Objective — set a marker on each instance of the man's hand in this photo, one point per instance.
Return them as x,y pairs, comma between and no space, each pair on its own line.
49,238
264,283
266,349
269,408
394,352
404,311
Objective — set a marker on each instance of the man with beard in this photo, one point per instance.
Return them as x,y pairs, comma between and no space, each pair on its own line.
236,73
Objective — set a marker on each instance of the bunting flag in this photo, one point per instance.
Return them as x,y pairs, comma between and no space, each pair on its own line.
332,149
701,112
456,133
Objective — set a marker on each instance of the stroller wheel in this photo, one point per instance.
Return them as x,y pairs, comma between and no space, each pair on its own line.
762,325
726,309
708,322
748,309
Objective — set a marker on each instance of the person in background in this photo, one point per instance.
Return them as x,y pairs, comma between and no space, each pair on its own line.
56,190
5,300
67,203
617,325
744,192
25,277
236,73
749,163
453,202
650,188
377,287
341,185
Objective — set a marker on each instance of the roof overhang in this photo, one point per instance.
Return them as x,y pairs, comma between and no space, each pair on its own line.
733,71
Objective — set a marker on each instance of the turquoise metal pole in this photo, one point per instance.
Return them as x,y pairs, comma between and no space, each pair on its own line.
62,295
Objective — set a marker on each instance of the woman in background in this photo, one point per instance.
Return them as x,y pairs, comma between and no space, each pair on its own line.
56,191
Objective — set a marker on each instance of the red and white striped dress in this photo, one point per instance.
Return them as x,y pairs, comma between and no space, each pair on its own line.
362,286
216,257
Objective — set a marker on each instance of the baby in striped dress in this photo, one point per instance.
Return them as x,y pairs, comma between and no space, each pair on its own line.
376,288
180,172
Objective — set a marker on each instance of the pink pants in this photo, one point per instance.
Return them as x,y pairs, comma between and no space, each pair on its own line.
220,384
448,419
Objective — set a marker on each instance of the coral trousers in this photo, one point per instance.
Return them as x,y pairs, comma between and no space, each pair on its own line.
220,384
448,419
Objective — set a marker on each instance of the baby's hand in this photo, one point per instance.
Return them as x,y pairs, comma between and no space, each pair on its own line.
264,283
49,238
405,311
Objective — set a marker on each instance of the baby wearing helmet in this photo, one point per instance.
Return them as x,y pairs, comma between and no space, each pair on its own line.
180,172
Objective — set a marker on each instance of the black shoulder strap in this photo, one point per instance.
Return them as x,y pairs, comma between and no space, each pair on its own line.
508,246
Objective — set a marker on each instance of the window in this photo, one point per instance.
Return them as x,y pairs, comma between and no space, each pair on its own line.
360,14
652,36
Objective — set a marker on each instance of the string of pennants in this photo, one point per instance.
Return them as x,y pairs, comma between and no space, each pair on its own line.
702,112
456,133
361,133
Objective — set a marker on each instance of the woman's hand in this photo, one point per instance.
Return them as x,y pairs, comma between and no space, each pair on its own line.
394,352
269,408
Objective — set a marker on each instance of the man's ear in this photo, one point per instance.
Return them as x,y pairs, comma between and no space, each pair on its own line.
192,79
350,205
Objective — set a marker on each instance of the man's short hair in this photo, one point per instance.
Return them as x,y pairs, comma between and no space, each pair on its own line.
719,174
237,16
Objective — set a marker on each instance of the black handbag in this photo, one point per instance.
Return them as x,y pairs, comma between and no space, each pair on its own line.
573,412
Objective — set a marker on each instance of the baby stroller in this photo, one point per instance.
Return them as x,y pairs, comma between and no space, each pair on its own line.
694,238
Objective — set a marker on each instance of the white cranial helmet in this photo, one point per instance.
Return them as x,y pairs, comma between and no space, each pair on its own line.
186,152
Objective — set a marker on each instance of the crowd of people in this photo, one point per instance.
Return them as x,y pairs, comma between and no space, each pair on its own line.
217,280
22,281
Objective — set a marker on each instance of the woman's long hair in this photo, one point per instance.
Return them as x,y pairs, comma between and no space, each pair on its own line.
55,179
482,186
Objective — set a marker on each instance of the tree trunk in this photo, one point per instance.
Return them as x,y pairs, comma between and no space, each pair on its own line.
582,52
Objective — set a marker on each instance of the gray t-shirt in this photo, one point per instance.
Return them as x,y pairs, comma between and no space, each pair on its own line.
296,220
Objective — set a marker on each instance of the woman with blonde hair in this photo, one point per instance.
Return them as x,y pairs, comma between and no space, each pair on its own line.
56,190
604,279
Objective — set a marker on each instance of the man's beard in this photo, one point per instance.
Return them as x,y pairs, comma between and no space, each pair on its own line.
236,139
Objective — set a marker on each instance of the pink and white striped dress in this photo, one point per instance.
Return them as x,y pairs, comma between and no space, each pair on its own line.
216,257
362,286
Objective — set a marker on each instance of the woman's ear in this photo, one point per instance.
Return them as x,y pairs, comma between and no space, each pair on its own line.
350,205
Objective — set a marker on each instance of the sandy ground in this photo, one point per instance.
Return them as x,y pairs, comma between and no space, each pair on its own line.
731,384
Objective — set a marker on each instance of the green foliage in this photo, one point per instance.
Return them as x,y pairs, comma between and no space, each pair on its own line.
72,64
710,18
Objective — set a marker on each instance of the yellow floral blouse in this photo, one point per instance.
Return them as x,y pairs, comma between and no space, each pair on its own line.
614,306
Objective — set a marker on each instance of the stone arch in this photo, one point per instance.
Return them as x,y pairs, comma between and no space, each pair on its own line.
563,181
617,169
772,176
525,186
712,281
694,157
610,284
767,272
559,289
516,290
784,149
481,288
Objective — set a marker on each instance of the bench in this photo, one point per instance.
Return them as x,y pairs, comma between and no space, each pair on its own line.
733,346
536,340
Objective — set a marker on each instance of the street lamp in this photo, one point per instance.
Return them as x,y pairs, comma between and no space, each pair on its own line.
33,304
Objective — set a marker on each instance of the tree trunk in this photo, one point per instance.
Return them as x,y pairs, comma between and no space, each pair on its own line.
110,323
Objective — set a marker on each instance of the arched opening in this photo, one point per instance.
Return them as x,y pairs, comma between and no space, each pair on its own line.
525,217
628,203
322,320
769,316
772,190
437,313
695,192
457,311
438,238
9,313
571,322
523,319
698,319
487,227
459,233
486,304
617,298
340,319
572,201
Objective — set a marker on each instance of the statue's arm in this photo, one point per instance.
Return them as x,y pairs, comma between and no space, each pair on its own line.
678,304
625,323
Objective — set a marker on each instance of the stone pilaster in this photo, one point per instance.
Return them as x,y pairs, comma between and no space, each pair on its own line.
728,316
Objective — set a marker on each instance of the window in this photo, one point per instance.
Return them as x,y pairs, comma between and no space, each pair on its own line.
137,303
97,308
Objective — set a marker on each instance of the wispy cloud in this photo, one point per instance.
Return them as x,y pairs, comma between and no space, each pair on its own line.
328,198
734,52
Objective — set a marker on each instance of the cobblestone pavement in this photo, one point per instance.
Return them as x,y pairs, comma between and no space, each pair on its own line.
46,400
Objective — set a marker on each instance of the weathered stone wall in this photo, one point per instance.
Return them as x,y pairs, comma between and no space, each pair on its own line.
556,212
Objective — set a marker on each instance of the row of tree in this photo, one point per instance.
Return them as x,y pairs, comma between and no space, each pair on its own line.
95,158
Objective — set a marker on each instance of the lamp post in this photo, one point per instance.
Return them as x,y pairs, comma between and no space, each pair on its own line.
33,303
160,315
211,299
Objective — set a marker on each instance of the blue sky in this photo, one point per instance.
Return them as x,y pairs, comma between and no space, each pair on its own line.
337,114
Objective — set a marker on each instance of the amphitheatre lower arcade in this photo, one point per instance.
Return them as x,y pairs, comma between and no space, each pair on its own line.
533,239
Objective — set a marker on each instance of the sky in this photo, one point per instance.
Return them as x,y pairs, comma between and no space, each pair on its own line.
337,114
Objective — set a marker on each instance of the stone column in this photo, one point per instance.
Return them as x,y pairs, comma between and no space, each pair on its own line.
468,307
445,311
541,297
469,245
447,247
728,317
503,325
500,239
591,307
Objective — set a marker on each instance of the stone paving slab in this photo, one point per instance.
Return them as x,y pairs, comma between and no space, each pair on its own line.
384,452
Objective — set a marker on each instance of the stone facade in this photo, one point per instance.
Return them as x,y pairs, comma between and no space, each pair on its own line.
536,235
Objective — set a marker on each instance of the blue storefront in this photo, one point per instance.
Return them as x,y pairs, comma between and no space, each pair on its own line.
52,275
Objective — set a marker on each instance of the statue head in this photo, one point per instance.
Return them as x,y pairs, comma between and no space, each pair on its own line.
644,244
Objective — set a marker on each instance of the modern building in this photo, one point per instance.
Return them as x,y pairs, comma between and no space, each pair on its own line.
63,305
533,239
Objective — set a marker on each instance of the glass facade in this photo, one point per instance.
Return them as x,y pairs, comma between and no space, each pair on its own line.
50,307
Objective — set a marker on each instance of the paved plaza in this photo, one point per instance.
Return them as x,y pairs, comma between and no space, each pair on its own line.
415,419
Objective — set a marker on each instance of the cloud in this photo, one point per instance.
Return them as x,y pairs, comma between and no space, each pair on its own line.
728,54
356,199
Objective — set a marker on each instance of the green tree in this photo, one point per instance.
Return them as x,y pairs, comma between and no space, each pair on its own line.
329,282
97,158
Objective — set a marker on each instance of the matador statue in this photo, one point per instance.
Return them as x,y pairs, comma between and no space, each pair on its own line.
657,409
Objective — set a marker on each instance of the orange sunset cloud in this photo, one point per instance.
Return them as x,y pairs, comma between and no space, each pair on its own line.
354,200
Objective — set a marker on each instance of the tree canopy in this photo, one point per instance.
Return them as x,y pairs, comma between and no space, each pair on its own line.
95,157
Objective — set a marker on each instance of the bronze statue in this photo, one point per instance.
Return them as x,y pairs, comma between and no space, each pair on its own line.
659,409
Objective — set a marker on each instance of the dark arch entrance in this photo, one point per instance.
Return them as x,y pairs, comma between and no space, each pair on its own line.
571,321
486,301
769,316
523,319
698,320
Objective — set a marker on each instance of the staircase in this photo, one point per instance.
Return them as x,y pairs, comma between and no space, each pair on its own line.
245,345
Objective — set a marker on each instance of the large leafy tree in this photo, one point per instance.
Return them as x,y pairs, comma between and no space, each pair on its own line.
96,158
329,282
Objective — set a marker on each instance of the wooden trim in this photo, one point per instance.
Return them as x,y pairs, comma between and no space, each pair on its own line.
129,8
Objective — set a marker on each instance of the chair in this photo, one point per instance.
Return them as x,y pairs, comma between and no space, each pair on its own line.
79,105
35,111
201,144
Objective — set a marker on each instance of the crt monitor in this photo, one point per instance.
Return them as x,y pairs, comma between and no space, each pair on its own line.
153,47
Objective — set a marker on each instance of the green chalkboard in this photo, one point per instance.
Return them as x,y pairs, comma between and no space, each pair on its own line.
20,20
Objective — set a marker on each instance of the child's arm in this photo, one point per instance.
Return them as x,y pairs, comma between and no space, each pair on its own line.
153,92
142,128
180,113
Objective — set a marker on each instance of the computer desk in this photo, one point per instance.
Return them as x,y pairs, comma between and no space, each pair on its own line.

.....

Copy out exactly the lines between the line with "Objective — set a marker on each instance of the large" and the last line of the entries, counting both of those lines.

• _Answer to the task_
Objective — set a marker on each instance of the large leafy tree in this photo, one point per instance.
Return them as x,y pairs, comma between and no space, each pair on its own line.
96,158
329,282
Objective — set a marker on each instance of the wooden trim in this photo, one point per instance.
Return them as x,y pairs, comma between and no space, each pair on its own line.
129,8
Objective — set a marker on each instance of the chair in this photo, one point per instance.
Return them as x,y pairs, comma between and no space, each pair on its own line.
79,105
35,111
201,144
Objective — set a marker on each instance of the crt monitor in this photo, one point per instance.
Return them as x,y pairs, comma between and no space, each pair on its own line.
153,47
Objective — set a marker on each instance of the green chalkboard in this photo, one point per instance.
Return them as x,y pairs, comma between and no space, each pair on its own line.
20,20
Objective — set a marker on each instance of the child's arm in this photo, one point per instance.
Return them as x,y pairs, comma between and no space, each pair on its own line.
153,92
142,128
180,113
Objective — set a marker on each instance of the computer desk in this photo, one point per instance.
Return them as x,y pairs, comma between and no space, each pair on its own line.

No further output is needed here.